Your instructions :: Copy the records below exactly as they appear.
:::::
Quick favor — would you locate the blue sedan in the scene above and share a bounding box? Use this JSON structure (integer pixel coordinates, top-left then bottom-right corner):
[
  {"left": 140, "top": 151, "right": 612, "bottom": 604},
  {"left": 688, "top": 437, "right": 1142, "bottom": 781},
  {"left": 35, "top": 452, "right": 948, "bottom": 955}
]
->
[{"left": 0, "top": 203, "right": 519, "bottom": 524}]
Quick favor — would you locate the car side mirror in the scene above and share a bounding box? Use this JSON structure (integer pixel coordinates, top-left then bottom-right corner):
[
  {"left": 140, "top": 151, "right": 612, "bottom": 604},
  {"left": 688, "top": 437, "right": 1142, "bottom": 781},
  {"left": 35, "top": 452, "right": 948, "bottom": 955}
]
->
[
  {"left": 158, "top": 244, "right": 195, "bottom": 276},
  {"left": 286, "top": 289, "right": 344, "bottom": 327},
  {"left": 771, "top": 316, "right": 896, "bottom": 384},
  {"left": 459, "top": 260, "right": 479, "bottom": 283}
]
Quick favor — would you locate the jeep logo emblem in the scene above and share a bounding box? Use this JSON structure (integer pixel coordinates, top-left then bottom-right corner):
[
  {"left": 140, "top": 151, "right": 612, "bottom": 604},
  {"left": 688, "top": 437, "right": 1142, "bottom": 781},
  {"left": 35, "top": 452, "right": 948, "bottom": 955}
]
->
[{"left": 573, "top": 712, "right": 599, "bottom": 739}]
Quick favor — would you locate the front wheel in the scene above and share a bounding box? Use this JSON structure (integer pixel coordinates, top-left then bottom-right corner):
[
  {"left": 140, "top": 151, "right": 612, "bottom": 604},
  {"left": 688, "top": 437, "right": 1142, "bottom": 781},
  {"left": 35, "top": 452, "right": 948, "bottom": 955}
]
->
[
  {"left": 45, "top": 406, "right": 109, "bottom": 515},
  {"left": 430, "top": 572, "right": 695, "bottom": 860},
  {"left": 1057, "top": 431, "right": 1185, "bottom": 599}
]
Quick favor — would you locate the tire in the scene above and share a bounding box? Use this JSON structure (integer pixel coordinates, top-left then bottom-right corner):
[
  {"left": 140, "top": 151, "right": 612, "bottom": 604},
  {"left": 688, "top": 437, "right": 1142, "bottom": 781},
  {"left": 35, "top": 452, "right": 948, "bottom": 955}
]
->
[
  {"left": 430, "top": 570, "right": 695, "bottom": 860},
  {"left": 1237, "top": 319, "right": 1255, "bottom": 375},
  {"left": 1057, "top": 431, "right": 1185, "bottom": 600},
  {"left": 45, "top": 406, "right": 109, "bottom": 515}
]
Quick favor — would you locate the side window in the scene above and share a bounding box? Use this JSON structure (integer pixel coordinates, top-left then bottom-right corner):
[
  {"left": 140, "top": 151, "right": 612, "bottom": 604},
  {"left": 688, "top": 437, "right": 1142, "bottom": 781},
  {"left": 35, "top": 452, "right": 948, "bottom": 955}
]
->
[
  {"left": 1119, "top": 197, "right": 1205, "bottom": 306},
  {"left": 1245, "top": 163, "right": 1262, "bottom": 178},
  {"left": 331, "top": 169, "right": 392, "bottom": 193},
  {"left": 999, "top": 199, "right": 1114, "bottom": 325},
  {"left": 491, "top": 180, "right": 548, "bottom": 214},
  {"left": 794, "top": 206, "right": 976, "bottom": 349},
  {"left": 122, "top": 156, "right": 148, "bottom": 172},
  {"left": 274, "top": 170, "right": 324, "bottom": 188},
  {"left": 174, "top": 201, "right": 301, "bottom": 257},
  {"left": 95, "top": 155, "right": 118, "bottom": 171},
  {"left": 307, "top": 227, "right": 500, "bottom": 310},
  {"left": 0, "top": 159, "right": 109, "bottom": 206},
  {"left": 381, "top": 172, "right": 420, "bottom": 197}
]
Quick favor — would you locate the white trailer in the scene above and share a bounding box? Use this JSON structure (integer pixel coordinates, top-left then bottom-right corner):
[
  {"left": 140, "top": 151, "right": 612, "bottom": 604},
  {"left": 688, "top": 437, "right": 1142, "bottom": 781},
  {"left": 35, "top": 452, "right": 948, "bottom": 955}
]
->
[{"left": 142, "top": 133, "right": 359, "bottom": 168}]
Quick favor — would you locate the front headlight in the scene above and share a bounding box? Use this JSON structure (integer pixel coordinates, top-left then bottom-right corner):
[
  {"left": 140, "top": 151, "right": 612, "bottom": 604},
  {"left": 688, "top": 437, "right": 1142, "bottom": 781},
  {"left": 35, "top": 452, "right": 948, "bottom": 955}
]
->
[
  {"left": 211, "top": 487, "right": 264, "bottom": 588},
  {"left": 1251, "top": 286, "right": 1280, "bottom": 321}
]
:::::
Output ::
Quick favor — would you locate the blue sedan in the scene above and share a bounding box? Use this JSON structure (integer pixel coordinates, top-left then bottom-right corner):
[
  {"left": 140, "top": 151, "right": 612, "bottom": 604},
  {"left": 688, "top": 437, "right": 1142, "bottom": 781},
  {"left": 35, "top": 452, "right": 948, "bottom": 955}
]
->
[{"left": 0, "top": 203, "right": 519, "bottom": 524}]
Quick favor — would you locate the car side mirror in the scene above and share a bounding box? Use this JSON structure (integer pixel coordinates, top-left then bottom-right corner):
[
  {"left": 140, "top": 151, "right": 612, "bottom": 604},
  {"left": 688, "top": 437, "right": 1142, "bottom": 781},
  {"left": 35, "top": 452, "right": 948, "bottom": 955}
]
->
[
  {"left": 158, "top": 244, "right": 195, "bottom": 276},
  {"left": 286, "top": 289, "right": 344, "bottom": 327},
  {"left": 771, "top": 316, "right": 896, "bottom": 384},
  {"left": 459, "top": 260, "right": 479, "bottom": 283}
]
Quick favor — would you locate the jeep logo emblem in the scene above and share a bounding box? Use this JSON structure (integer pixel coordinates, top-left then bottom-right corner):
[
  {"left": 140, "top": 151, "right": 612, "bottom": 604},
  {"left": 688, "top": 437, "right": 1142, "bottom": 781},
  {"left": 35, "top": 452, "right": 948, "bottom": 955}
]
->
[{"left": 573, "top": 712, "right": 599, "bottom": 739}]
Quick favor — would you locate the front wheel in the scene above and share a bounding box? Use this JSON structure (integer pixel coordinates, top-left then bottom-right corner):
[
  {"left": 140, "top": 151, "right": 612, "bottom": 604},
  {"left": 688, "top": 437, "right": 1142, "bottom": 781},
  {"left": 35, "top": 452, "right": 948, "bottom": 955}
]
->
[
  {"left": 45, "top": 406, "right": 109, "bottom": 515},
  {"left": 430, "top": 572, "right": 695, "bottom": 860},
  {"left": 1057, "top": 431, "right": 1185, "bottom": 599}
]
Quick favor — would you locate the tire in the scene above and share a bounding box? Use this JSON structure (integer pixel coordinates, top-left then bottom-right corner):
[
  {"left": 140, "top": 151, "right": 612, "bottom": 604},
  {"left": 688, "top": 437, "right": 1142, "bottom": 781},
  {"left": 35, "top": 452, "right": 948, "bottom": 955}
]
->
[
  {"left": 430, "top": 570, "right": 695, "bottom": 860},
  {"left": 1237, "top": 319, "right": 1255, "bottom": 375},
  {"left": 1057, "top": 431, "right": 1185, "bottom": 600},
  {"left": 45, "top": 406, "right": 109, "bottom": 515}
]
Quick favor — would you locate the side window in the scene above and share a bounding box? Use this JSON structure (integer pixel coordinates, top-left then bottom-right corner):
[
  {"left": 140, "top": 151, "right": 612, "bottom": 604},
  {"left": 688, "top": 437, "right": 1142, "bottom": 781},
  {"left": 35, "top": 452, "right": 948, "bottom": 955}
]
->
[
  {"left": 1119, "top": 197, "right": 1205, "bottom": 306},
  {"left": 1245, "top": 163, "right": 1262, "bottom": 178},
  {"left": 331, "top": 169, "right": 392, "bottom": 193},
  {"left": 999, "top": 199, "right": 1114, "bottom": 325},
  {"left": 491, "top": 180, "right": 548, "bottom": 214},
  {"left": 794, "top": 206, "right": 976, "bottom": 349},
  {"left": 122, "top": 156, "right": 148, "bottom": 172},
  {"left": 274, "top": 170, "right": 324, "bottom": 188},
  {"left": 174, "top": 201, "right": 301, "bottom": 257},
  {"left": 95, "top": 155, "right": 118, "bottom": 171},
  {"left": 307, "top": 227, "right": 500, "bottom": 310},
  {"left": 0, "top": 159, "right": 109, "bottom": 206},
  {"left": 381, "top": 172, "right": 420, "bottom": 197}
]
Quick favor — would you locate the white trailer in the scene above and share a bounding box? Use this JSON structure (integer pixel coordinates, top-left then bottom-right corner):
[
  {"left": 140, "top": 151, "right": 612, "bottom": 604},
  {"left": 688, "top": 437, "right": 1142, "bottom": 781},
  {"left": 35, "top": 452, "right": 948, "bottom": 955}
]
->
[{"left": 142, "top": 133, "right": 359, "bottom": 168}]
Quick favor — would you locate the front headlight in the scene above and share a bounding box? Use this JSON structure (integer pixel coordinates, top-left then bottom-right corner):
[
  {"left": 140, "top": 151, "right": 612, "bottom": 604},
  {"left": 688, "top": 437, "right": 1142, "bottom": 781},
  {"left": 35, "top": 452, "right": 948, "bottom": 955}
]
->
[
  {"left": 211, "top": 487, "right": 264, "bottom": 588},
  {"left": 1251, "top": 286, "right": 1280, "bottom": 321}
]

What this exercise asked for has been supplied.